===== SOURCE DOCUMENT

Sole injection of steam or solvent into heterogeneous reservoirs usually yields an inefficient recovery performance. The SOS- FR (Steam-Over-Solvent Injection in Fractured Reservoirs) method was suggested as a solution to improve the efficiency of heavy-oil/bitumen recovery from fractured carbonates and oil sands reservoirs after cold production (Al-Bahlani and Babadagli 2008). The method consists of three phases: Phase (1): Steam is injected at low temperatures to heat the matrix and condition the oil for subsequent solvent injection; Phase (2): solvent injection to dilute matrix oil by diffusion and enhance gravity drainage recovery rate, and; Phase (3): low temperature (around the boiling point of solvent) steam injection to retrieve the solvent diffused into matrix.

Previously, we focused on the effectiveness of Phases (1) and (2) of the method (Al-Bahlani and Babadagli 2009a-b) and observed very positive responses at the field scale (Al-Bahlani and Babadagli 2010) with high ultimate recoveries. The efficiency of this process, however, is purely determined by the amount of solvent retrieved at the end of the process. This paper, therefore, focuses on Phase (3), which is done mainly for solvent retrieval.

==========
===== DATA EXCERPT

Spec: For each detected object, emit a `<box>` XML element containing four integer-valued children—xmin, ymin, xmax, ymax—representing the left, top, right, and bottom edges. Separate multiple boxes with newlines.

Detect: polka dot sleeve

==========

▶ [EXERCISE 1] Update the passage on steam-over-solvent injection from "Previously, we focused" through "for solvent retrieval.", changing "positive" to "favorable".
▶ [EXERCISE 2] Write what comes next in the passage on steam-over-solvent injection, starting after its final sentence.
The listing above is separate from the passage on steam-over-solvent injection.

▶ [RIGHT ANSWER 1]
Previously, we focused on the effectiveness of Phases (1) and (2) of the method (Al-Bahlani and Babadagli 2009a-b) and observed very favorable responses at the field scale (Al-Bahlani and Babadagli 2010) with high ultimate recoveries. The efficiency of this process, however, is purely determined by the amount of solvent retrieved at the end of the process. This paper, therefore, focuses on Phase (3), which is done mainly for solvent retrieval.

▶ [RIGHT ANSWER 2]
About twelve static core experiments were performed on water and oil-wet sandstones. After saturating the rock samples with different heavy-oils, they were immersed into different liquid solvents—hexane, heptane, decane, and diluent oil. Once the ultimate recovery was achieved by diffusion and gravity drainage [Phase (2)], the samples were exposed to different temperature hot-water [Phase (3)] and the amount of solvent retrieved was measured through volumetric and weight measurements, as well as refractometer readings. The retrieval of solvent diffused into matrix was mainly due to two reasons: (1) Evaporation of solvent at elevated temperature, and (2) imbibition of hot-water into rock (if oil-wet samples become more water-wet during Phase (2).

The amount of solvent retrieved through these processes were determined and the efficiencies were analyzed for different parameters including rock wettability, solvent type, solvent-soaking period, different combinations of steam-solvent cycle, and temperature applied.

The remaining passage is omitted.